*EXERCISE A:* Can you return the passage of the Yogi Berra tribute from "16. How can" up to and including "have deep depth." word for word?

*EXCERPT PROVIDED:*
──────

RIP Yogi Berra

One hell of a character and a hell of a player also. Wish I could've seen him play
 
RIP Yogi

One of my childhood hero's dead at 90. Loved his baseball play, wisdom and sense of humor.
 
Seems apropos, from USA Today:
Berra-isms (colloquial expressions that lack logic) are now countless, and many of them are just attributed to Berra, even if he never actually said them. As he so perfectly put it: “I never said most of the things I said.” Here are 50 of our favorites.

1. When you come to a fork in the road, take it.

2. You can observe a lot by just watching.

3. It ain’t over till it’s over.

4. It’s like déjà vu all over again.

5. No one goes there nowadays, it’s too crowded.

6. Baseball is ninety percent mental and the other half is physical.

7. A nickel ain’t worth a dime anymore.

8. Always go to other people’s funerals, otherwise they won’t come to yours.

9. We made too many wrong mistakes.

10. Congratulations. I knew the record would stand until it was broken.

11. You better cut the pizza in four pieces because I’m not hungry enough to eat six.

12. You wouldn’t have won if we’d beaten you.

13. I usually take a two-hour nap from one to four.

14. Never answer an anonymous letter.

15. Slump? I ain’t in no slump… I just ain’t hitting.

16. How can you think and hit at the same time?

17. The future ain’t what it used to be.

18. I tell the kids, somebody’s gotta win, somebody’s gotta lose. Just don’t fight about it. Just try to get better.

19. It gets late early out here.

20. If the people don’t want to come out to the ballpark, nobody’s going to stop them.

21. We have deep depth.

22. Pair up in threes.

23. Why buy good luggage, you only use it when you travel.

24. You’ve got to be very careful if you don’t know where you are going, because you might not get there.

25. All pitchers are liars or crybabies.

26. Even Napoleon had his Watergate.

27. Bill Dickey is learning me his experience.

28. He hits from both sides of the plate. He’s amphibious.

29. It was impossible to get a conversation going, everybody was talking too much.

30. I can see how he (Sandy Koufax) won twenty-five games. What I don’t understand is how he lost five.

──────

*LISTED ENTRIES:*

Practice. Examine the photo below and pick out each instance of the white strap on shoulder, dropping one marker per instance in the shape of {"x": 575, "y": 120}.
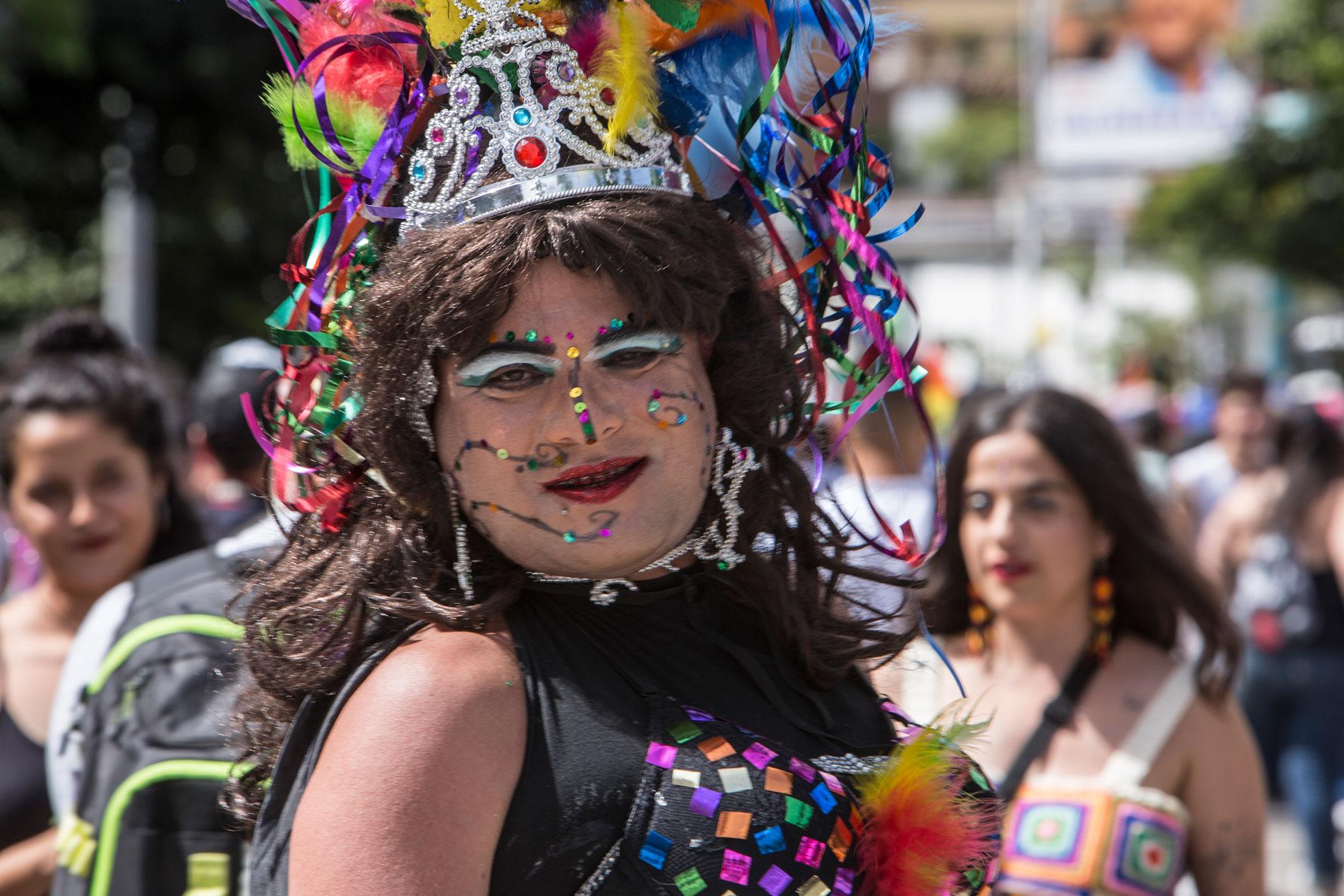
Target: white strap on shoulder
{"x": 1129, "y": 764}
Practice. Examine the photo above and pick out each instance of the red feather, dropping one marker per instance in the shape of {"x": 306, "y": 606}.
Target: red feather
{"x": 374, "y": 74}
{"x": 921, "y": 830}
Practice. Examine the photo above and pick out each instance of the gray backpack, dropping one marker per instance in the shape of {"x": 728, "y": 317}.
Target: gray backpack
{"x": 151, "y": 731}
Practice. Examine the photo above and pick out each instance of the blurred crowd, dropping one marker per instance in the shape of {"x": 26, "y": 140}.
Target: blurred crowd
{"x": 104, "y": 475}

──────

*EXERCISE B:* Could you rewrite the lines of the listing, from the line with "of the blurred" up to and including the final line of the listing, as a JSON list of strings with one string per line and no blank lines?

*FULL OUTPUT A:*
16. How can you think and hit at the same time?

17. The future ain’t what it used to be.

18. I tell the kids, somebody’s gotta win, somebody’s gotta lose. Just don’t fight about it. Just try to get better.

19. It gets late early out here.

20. If the people don’t want to come out to the ballpark, nobody’s going to stop them.

21. We have deep depth.

*FULL OUTPUT B:*
[
  "Practice. Examine the photo above and pick out each instance of the blurred crowd, dropping one marker per instance in the shape of {\"x\": 26, \"y\": 140}.",
  "Target: blurred crowd",
  "{\"x\": 104, \"y\": 475}"
]